• _Dataset items_
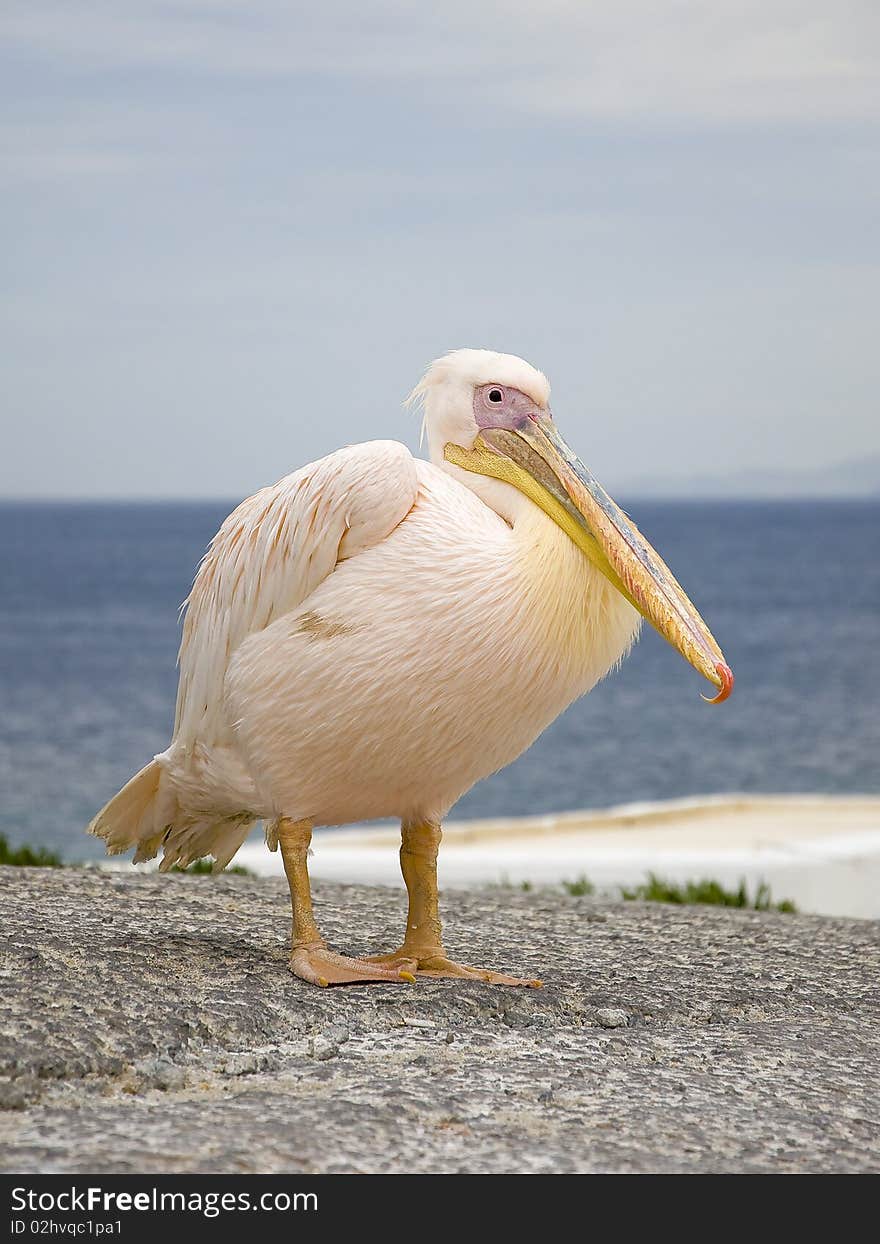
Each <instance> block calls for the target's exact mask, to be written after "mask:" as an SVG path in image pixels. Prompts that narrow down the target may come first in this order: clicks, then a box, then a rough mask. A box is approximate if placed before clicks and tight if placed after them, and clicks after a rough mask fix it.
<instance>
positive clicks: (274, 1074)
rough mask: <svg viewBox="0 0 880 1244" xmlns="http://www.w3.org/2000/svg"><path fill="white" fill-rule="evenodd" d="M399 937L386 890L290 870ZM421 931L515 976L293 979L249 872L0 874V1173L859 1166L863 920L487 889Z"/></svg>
mask: <svg viewBox="0 0 880 1244" xmlns="http://www.w3.org/2000/svg"><path fill="white" fill-rule="evenodd" d="M316 899H317V902H316V911H317V917H319V921H320V922H321V924H322V927H324V931H325V933H326V935H327V938H329V940H331V942H332V944H335V945H337V947H339V948H341V949H347V950H351V952H360V953H365V952H368V950H378V949H382V948H390V947H392V945H395V944H396V943H397V942H398V940H400V934H401V931H402V921H403V908H402V896H401V894H400V893H397V892H396V891H390V889H380V888H367V887H351V888H349V887H342V886H330V884H324V886H319V887H316ZM444 914H446V923H447V933H448V938H447V940H448V947H449V950H451V952H452V953H453V954H457V955H458V957H461V958H462V959H464V960H469V962H472V963H483V964H484V965H492V967H498V968H505V969H508V970H515V972H527V973H529V974H539V975H541V977H543V978H544V980H545V982H546V985H545V988H544V989H541V990H509V989H507V990H505V989H490V988H488V986H484V985H480V984H477V983H470V982H468V983H456V982H419V983H418V985H416V986H411V985H400V986H397V985H361V986H349V988H345V989H334V990H319V989H315V988H312V986H307V985H305V984H302V983H300V982H297V980H296V979H295V978H293V977H291V975H290V974H289V973H288V970H286V938H288V929H289V924H288V898H286V892H285V887H284V883H283V882H280V881H276V880H274V878H260V880H251V878H246V877H220V878H210V877H193V878H190V877H158V876H139V875H134V873H131V875H122V873H103V872H98V871H88V870H62V871H54V870H30V868H0V918H1V921H2V935H4V958H2V969H1V970H2V990H1V1014H2V1024H1V1039H0V1072H1V1075H2V1080H1V1081H0V1098H1V1100H2V1105H4V1106H5V1110H4V1111H2V1112H1V1113H0V1152H1V1153H2V1158H1V1161H0V1166H1V1167H2V1169H4V1171H6V1172H20V1173H34V1172H65V1173H72V1172H77V1173H86V1172H88V1173H107V1172H179V1171H198V1172H245V1171H246V1172H251V1171H253V1172H336V1171H339V1172H377V1171H392V1172H403V1171H418V1172H427V1171H434V1172H467V1171H472V1172H543V1171H556V1172H590V1171H617V1172H629V1171H637V1172H653V1171H670V1172H697V1171H727V1172H734V1171H778V1172H800V1171H815V1172H831V1171H838V1172H844V1171H853V1172H855V1171H876V1169H878V1167H879V1166H880V1161H879V1159H880V1095H879V1093H878V1069H879V1067H880V1024H879V1023H878V1021H879V1019H880V1014H879V1013H880V991H879V982H880V973H879V969H880V926H879V924H878V923H875V922H868V921H846V919H829V918H818V917H804V916H780V914H775V913H754V912H741V911H728V909H718V908H696V907H688V908H686V907H673V906H661V904H636V903H620V904H615V903H607V902H596V901H592V899H587V898H570V897H566V896H561V894H558V893H550V892H536V893H530V894H524V893H522V892H517V891H505V889H487V891H468V892H456V893H448V894H447V896H444Z"/></svg>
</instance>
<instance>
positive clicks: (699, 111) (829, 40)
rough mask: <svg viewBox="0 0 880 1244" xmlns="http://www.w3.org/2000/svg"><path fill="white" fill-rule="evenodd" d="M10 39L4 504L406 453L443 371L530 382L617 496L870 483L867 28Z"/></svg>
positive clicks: (494, 4)
mask: <svg viewBox="0 0 880 1244" xmlns="http://www.w3.org/2000/svg"><path fill="white" fill-rule="evenodd" d="M1 30H2V34H1V36H0V103H1V104H2V112H1V117H2V121H0V141H1V147H2V149H1V151H0V219H1V225H2V238H4V241H5V246H4V248H2V251H4V254H2V258H1V260H0V264H1V267H0V271H1V272H2V286H4V291H5V295H4V299H2V309H1V311H0V315H1V321H0V330H1V336H2V364H1V366H2V387H1V394H2V396H1V398H0V496H35V498H36V496H77V498H144V496H157V498H158V496H168V498H233V499H236V498H239V496H243V495H245V494H248V493H250V491H253V490H254V489H256V488H259V486H261V485H264V484H266V483H270V481H273V480H275V479H278V478H280V476H281V475H284V474H286V473H288V471H290V470H293V469H295V468H296V466H299V465H301V464H302V463H305V462H309V460H311V459H314V458H316V457H320V455H321V454H325V453H329V452H331V450H332V449H335V448H337V447H340V445H342V444H347V443H351V442H353V440H366V439H373V438H377V437H393V438H397V439H401V440H403V442H405V443H406V444H408V445H410V447H411V448H412V449H413V450H416V449H417V445H418V420H417V419H416V418H414V417H413V415H412V414H407V413H406V412H405V411H403V409H402V407H401V402H402V398H403V397H405V396H406V393H407V392H408V389H410V388H411V387H412V386H413V384H414V382H416V381H417V379H418V377H419V374H421V372H422V371H423V368H424V366H426V364H427V363H428V362H429V361H431V360H432V358H433V357H436V356H438V355H441V353H444V352H446V351H448V350H452V348H456V347H459V346H478V347H488V348H493V350H502V351H508V352H512V353H519V355H523V356H524V357H527V358H528V360H529V361H530V362H533V363H535V364H536V366H538V367H540V368H541V369H543V371H545V372H546V373H548V376H549V377H550V381H551V384H553V408H554V412H555V415H556V420H558V423H559V425H560V428H561V429H563V432H564V434H565V435H566V439H568V440H569V442H570V443H571V444H573V447H574V448H575V449H576V450H578V452H579V453H580V455H581V457H583V458H584V460H585V462H586V463H587V465H589V466H590V468H591V470H592V471H594V473H595V474H596V475H597V476H599V478H600V479H601V480H602V481H604V483H605V484H606V486H609V488H610V489H611V490H612V491H614V490H615V489H617V490H624V491H625V490H626V489H627V486H632V481H637V485H639V488H640V489H641V490H644V491H663V490H665V489H668V490H671V491H676V490H678V489H681V490H683V491H687V490H688V489H691V490H693V489H697V490H698V488H700V481H701V480H706V481H709V486H711V481H713V480H717V479H719V478H721V479H724V478H736V479H748V478H749V476H751V474H752V473H758V474H761V475H762V478H765V476H767V474H768V473H769V474H772V475H773V474H774V473H775V474H778V473H793V474H794V475H795V476H797V475H798V474H799V473H807V474H808V475H809V476H810V478H812V479H814V480H815V479H817V478H821V475H823V471H824V470H825V469H826V468H828V469H834V470H836V471H838V476H835V478H843V480H844V483H843V488H844V489H845V488H846V478H848V476H846V470H848V468H846V464H849V463H854V464H863V466H864V462H865V460H873V459H874V457H876V455H880V409H879V401H878V393H880V350H879V348H878V341H876V337H878V323H880V280H879V277H880V229H879V228H878V209H879V207H880V131H879V126H878V122H879V121H880V63H879V62H880V6H878V4H876V2H875V0H866V2H858V0H856V2H848V0H835V2H829V0H793V2H789V0H758V2H752V0H744V2H731V0H713V2H712V4H706V2H702V0H698V2H692V0H668V2H666V4H661V5H658V4H656V0H595V2H589V0H540V4H539V2H538V0H530V2H520V0H497V2H488V0H468V2H463V0H461V2H459V0H444V2H443V4H442V5H431V6H428V5H417V4H413V2H411V4H403V2H397V0H358V2H352V0H340V2H332V0H329V2H324V4H320V5H316V4H314V2H310V4H301V2H299V0H185V2H184V0H179V2H173V0H167V2H146V0H126V2H124V4H119V2H118V0H80V2H77V4H76V5H70V4H68V2H66V0H59V2H51V0H6V2H5V5H4V7H2V19H1ZM841 463H843V464H844V468H843V473H841V470H840V464H841ZM762 473H763V474H762ZM856 474H859V471H858V470H854V478H855V475H856ZM861 474H863V475H864V470H863V471H861ZM878 475H879V476H880V457H878Z"/></svg>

• _TASK TO CARRY OUT_
Reproduce all lines from the records above that include the word "instance".

• _YOUR RESPONSE_
Each <instance> block calls for the target's exact mask, to be written after "mask:" as an SVG path in image pixels. Prompts that narrow down the target may come first in this order: clicks, then a box, then a rough mask. A box is approximate if placed before clicks and tight if placed after them, and clicks after a rough mask fix it.
<instance>
</instance>
<instance>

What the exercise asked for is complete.